> Directions for this task
Reproduce the data starting with the line containing "post</item>, that would be most helpful." and continuing through the line containing "M313 110L313 125L340 123L341 110Z", replacing "street sign post" with "traffic light pole" and leaving everything else unchanged.

Records:

== == ==

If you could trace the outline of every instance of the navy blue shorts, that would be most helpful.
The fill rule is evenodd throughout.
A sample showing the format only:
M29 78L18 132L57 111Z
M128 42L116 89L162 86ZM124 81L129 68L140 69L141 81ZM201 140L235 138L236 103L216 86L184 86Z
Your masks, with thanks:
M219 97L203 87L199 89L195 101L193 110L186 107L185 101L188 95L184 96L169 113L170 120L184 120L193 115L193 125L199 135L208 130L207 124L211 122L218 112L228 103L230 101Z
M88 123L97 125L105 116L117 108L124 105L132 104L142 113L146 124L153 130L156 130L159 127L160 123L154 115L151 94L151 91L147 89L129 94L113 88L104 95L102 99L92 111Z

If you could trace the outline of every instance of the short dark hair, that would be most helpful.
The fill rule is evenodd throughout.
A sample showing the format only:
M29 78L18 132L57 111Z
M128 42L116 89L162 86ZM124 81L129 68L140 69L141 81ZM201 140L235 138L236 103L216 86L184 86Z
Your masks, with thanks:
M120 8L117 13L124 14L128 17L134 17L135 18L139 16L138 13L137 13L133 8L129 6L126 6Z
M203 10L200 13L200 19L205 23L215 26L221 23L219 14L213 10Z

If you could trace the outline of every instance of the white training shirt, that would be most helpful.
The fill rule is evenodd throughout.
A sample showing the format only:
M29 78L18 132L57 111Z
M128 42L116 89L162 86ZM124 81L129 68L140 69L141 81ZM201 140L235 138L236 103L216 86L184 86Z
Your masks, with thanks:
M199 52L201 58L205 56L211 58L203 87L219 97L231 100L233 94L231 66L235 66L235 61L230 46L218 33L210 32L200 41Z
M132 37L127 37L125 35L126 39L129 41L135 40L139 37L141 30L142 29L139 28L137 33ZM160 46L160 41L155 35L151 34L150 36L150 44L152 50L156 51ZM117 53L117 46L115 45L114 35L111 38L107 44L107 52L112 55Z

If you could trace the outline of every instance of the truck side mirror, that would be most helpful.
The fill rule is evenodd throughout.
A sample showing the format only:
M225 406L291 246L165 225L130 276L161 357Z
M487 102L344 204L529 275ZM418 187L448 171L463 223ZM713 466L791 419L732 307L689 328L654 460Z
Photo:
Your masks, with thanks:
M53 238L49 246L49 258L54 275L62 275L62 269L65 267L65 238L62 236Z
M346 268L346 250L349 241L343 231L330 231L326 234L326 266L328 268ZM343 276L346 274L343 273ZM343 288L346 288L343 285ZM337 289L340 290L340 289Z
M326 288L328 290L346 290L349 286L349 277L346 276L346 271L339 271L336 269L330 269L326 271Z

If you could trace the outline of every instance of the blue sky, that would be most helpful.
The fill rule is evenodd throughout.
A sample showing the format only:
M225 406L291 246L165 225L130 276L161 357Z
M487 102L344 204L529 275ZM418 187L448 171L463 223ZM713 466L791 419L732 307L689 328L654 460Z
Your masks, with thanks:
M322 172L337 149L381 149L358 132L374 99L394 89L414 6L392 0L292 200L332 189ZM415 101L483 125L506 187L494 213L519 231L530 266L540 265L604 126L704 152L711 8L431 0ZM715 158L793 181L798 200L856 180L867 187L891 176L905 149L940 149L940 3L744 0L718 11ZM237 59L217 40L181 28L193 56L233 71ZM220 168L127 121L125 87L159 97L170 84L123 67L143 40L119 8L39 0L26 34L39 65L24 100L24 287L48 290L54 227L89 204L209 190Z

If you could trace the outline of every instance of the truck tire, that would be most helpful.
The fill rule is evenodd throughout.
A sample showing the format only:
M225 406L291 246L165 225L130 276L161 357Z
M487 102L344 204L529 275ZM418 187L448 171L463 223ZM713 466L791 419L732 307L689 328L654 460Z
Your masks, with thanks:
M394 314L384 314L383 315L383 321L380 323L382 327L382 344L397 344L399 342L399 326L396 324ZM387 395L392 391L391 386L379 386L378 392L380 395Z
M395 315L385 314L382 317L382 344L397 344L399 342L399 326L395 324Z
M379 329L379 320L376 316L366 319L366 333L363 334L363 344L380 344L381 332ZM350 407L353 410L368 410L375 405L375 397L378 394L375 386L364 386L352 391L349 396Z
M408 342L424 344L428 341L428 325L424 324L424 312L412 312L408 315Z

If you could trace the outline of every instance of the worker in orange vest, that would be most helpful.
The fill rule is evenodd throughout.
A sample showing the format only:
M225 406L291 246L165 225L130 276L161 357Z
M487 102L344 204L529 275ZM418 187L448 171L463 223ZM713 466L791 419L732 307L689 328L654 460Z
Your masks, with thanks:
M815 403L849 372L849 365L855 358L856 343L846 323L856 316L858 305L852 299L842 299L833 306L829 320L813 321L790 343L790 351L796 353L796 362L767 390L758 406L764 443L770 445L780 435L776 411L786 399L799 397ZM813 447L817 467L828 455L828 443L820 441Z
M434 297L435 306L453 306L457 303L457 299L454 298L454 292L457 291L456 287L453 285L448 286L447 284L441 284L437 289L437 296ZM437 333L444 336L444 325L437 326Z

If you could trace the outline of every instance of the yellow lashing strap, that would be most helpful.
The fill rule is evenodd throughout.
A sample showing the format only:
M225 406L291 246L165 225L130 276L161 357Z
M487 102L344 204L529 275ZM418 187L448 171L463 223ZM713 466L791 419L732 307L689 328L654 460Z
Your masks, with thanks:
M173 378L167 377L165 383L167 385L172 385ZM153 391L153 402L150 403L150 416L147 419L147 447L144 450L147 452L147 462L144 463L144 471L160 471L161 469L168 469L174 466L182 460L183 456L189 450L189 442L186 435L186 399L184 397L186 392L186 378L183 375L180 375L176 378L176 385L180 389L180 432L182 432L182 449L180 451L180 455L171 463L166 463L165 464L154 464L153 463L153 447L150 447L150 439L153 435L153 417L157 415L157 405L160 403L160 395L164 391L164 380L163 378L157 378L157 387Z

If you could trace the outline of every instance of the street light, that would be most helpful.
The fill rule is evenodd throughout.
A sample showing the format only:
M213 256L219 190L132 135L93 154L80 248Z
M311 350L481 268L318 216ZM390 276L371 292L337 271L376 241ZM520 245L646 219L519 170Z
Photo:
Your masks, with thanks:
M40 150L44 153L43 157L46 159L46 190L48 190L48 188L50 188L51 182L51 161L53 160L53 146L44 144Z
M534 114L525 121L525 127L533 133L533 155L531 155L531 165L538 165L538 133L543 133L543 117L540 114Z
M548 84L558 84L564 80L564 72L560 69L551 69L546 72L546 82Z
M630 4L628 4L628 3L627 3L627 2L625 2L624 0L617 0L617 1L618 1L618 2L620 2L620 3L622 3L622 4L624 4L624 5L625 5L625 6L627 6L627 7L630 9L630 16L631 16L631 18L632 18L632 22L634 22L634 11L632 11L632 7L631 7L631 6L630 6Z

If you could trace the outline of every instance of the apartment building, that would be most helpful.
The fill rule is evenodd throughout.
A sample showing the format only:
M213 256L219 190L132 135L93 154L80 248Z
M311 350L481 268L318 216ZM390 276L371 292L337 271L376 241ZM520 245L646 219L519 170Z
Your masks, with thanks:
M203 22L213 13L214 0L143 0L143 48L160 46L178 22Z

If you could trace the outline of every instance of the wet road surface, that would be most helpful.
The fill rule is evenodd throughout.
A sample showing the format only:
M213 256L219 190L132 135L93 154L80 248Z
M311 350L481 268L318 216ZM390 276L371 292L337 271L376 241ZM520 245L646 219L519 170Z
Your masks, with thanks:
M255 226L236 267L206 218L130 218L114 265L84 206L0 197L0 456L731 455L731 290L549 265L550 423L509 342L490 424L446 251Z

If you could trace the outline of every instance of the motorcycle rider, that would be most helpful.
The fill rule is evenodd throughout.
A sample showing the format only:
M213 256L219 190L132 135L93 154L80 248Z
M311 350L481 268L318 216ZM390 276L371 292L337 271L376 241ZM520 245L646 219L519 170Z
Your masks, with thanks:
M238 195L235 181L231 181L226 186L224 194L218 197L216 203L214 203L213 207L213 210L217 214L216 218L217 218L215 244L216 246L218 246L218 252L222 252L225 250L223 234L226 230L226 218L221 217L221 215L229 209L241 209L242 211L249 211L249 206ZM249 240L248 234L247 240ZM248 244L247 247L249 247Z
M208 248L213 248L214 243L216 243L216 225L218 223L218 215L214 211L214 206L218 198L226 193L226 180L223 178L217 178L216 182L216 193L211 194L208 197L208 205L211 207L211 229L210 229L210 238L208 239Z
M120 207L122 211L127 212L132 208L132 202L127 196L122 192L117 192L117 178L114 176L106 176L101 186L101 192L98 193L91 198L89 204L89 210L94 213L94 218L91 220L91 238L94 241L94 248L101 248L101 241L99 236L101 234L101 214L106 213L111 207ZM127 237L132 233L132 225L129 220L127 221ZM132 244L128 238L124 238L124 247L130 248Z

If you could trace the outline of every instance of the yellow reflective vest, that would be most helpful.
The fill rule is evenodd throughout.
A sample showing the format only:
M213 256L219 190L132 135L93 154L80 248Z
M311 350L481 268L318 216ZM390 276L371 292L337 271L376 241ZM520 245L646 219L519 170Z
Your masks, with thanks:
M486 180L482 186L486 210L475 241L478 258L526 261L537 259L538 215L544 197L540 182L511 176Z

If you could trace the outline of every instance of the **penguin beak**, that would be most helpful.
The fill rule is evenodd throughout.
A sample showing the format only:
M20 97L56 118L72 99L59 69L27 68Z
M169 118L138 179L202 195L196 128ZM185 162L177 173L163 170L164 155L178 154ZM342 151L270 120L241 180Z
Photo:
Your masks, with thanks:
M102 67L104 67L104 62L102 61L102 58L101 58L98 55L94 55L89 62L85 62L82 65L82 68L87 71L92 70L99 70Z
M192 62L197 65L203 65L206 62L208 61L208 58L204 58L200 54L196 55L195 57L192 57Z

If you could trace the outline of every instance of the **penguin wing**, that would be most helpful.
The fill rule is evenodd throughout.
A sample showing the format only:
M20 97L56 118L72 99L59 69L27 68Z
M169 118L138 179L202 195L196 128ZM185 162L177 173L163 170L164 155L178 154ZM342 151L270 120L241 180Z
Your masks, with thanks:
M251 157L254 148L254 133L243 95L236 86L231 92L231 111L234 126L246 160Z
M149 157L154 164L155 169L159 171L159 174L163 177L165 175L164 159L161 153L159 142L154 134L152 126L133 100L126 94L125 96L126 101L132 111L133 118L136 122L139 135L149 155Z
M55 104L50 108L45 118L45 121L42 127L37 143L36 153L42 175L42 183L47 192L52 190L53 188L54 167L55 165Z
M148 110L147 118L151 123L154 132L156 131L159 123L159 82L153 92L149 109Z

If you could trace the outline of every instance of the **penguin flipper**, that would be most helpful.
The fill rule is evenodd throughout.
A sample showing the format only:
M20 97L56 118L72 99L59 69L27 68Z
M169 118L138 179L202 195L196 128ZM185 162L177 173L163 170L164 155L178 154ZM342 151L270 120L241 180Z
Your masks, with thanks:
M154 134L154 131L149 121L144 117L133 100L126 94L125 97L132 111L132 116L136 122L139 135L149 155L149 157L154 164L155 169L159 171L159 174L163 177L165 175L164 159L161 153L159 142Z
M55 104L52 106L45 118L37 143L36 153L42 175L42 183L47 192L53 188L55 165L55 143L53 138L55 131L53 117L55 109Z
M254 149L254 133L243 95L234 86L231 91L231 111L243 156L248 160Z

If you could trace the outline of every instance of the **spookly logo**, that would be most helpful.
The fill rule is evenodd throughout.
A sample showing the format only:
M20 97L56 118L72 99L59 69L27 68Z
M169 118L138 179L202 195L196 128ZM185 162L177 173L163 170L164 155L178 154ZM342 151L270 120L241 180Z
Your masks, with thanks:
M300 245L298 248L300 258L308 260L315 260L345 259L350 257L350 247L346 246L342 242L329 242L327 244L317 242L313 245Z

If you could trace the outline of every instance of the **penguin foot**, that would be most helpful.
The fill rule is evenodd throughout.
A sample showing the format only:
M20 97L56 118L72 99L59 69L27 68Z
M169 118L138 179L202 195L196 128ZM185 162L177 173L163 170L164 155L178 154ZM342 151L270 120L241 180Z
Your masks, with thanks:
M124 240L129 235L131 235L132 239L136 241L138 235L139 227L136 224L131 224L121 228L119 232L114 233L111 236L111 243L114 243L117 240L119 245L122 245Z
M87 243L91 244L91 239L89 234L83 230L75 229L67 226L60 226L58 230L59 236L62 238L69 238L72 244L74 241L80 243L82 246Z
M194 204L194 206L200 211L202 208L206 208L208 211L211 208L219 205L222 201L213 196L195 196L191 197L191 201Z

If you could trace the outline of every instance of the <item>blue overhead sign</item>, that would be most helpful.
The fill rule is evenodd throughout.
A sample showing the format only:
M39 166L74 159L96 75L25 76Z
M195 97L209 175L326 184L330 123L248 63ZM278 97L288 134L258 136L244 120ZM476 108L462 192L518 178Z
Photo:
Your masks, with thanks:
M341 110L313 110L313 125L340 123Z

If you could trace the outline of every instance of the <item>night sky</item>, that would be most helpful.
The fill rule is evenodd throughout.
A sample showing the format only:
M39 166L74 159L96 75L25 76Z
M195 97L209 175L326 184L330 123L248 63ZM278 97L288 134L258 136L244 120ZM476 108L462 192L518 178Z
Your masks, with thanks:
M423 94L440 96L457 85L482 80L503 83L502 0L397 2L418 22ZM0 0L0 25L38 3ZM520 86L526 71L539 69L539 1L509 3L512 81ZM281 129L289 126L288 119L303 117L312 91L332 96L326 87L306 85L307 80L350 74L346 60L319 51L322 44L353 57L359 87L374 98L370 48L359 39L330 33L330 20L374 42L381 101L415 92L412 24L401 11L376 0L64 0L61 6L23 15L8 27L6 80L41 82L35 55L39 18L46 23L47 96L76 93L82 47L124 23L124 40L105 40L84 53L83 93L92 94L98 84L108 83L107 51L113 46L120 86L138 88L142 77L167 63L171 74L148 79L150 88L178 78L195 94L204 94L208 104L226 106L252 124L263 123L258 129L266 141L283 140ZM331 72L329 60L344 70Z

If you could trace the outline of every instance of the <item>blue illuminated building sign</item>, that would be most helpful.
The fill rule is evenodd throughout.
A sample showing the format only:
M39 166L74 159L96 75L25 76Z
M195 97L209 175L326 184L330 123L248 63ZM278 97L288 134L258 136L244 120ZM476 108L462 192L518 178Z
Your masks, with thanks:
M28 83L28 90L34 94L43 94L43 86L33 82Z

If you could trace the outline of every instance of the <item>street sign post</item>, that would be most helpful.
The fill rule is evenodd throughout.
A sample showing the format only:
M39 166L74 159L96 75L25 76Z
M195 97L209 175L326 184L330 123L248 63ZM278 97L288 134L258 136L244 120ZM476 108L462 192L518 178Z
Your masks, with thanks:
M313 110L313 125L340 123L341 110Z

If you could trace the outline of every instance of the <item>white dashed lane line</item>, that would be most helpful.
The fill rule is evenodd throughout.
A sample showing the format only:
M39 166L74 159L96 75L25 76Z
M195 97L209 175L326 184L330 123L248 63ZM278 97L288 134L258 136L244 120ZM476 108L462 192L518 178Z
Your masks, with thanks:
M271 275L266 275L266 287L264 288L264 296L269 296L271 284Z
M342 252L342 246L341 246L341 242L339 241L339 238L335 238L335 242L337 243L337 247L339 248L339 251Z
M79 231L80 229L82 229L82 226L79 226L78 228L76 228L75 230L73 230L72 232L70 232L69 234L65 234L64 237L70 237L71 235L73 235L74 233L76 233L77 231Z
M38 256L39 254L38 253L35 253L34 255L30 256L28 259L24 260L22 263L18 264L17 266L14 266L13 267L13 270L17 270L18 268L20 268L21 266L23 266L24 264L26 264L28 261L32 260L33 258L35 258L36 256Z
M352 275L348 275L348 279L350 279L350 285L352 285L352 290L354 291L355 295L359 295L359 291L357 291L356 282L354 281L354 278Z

== == ==

> Result below
If you could trace the outline of every instance of the <item>traffic light pole</item>, that would be most helpful.
The fill rule is evenodd throughout.
A sample showing the format only:
M39 166L74 159L96 75L25 76Z
M195 97L209 175L326 184L330 123L248 63ZM278 97L288 134L258 136L244 120ZM476 108L462 192L518 178Z
Your masks, with thanks:
M313 110L313 125L340 123L341 110Z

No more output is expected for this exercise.